_Exercise objective_:
Could the lines from the one with "mark: the asphalt surface" through the end of the listing be restated exactly, with nothing else included?

==================================================

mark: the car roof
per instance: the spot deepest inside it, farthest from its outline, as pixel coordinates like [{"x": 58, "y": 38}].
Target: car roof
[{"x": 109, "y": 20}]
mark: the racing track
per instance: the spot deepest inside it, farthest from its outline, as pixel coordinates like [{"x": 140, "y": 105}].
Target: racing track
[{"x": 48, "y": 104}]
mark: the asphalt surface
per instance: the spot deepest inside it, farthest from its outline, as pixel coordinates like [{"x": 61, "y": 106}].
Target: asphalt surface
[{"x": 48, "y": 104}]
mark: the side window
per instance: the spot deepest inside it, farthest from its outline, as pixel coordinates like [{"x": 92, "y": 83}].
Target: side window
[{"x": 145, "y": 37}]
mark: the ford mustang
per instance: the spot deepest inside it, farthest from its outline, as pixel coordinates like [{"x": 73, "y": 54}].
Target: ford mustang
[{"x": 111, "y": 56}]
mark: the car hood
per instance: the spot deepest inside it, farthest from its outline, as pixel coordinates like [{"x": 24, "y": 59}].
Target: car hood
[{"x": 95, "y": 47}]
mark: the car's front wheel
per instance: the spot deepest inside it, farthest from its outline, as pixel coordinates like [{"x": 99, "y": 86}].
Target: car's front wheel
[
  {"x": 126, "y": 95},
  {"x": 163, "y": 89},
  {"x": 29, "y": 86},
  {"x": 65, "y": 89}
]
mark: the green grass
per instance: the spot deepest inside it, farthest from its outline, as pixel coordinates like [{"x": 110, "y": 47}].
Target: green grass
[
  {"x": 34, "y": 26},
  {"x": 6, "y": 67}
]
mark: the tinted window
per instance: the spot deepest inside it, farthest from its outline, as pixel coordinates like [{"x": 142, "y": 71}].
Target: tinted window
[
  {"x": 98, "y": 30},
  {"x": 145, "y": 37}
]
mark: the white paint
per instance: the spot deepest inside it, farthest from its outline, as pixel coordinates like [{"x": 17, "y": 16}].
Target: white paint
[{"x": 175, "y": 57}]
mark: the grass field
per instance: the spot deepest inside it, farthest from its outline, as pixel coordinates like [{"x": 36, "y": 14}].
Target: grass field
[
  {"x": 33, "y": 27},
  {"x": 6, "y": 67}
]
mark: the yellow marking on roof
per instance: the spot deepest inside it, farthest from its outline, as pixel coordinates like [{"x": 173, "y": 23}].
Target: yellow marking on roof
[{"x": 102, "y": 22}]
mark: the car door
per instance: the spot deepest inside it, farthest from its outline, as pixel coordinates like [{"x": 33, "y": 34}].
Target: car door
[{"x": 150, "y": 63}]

==================================================

_Response to this task_:
mark: the asphalt surface
per instance: the spot deepest inside it, farthest from its outline, as pixel coordinates like [{"x": 61, "y": 106}].
Target: asphalt surface
[{"x": 48, "y": 104}]
mark: the side window
per instance: the spot deepest inside it, farthest from its outline, as pixel coordinates like [{"x": 92, "y": 83}].
Target: side window
[{"x": 145, "y": 37}]
mark: the ford mustang
per instance: the spot deepest inside it, farthest from its outline, as pixel coordinates like [{"x": 73, "y": 54}].
Target: ford mustang
[{"x": 111, "y": 56}]
mark: the car hood
per instance: the spot deepest inside it, farthest from its outline, as pixel coordinates like [{"x": 24, "y": 59}].
Target: car hood
[{"x": 95, "y": 47}]
mark: the car's front wheel
per instance: the spot deepest inside it, farthest from its outline, as pixel coordinates like [{"x": 99, "y": 86}].
Target: car's front wheel
[
  {"x": 126, "y": 95},
  {"x": 163, "y": 89},
  {"x": 29, "y": 86},
  {"x": 65, "y": 89}
]
mark: the green grass
per instance: the spot deepest inside it, farthest from its outline, as pixel coordinates like [{"x": 110, "y": 47}].
Target: green grass
[
  {"x": 34, "y": 26},
  {"x": 6, "y": 67}
]
mark: the tinted window
per instance: the spot deepest inside it, farthest from its outline, as pixel coordinates like [{"x": 142, "y": 71}].
Target: tinted window
[
  {"x": 98, "y": 30},
  {"x": 145, "y": 37}
]
mark: the white paint
per instance: the spot deepest inside it, farthest from its outline, as pixel coordinates like [{"x": 17, "y": 16}].
Target: white paint
[{"x": 175, "y": 57}]
mark: the grass field
per instance: the spot deepest inside it, farthest from its outline, as pixel coordinates like [{"x": 36, "y": 14}].
Target: grass field
[
  {"x": 33, "y": 27},
  {"x": 6, "y": 67}
]
mark: the yellow marking on roof
per instance: the spot deepest inside it, farthest from its outline, as pixel coordinates like [{"x": 173, "y": 23}].
Target: yellow marking on roof
[{"x": 102, "y": 22}]
mark: the car door
per instance: the spot deepest inside it, farthest from its outline, as pixel coordinates like [{"x": 33, "y": 34}].
Target: car door
[{"x": 150, "y": 63}]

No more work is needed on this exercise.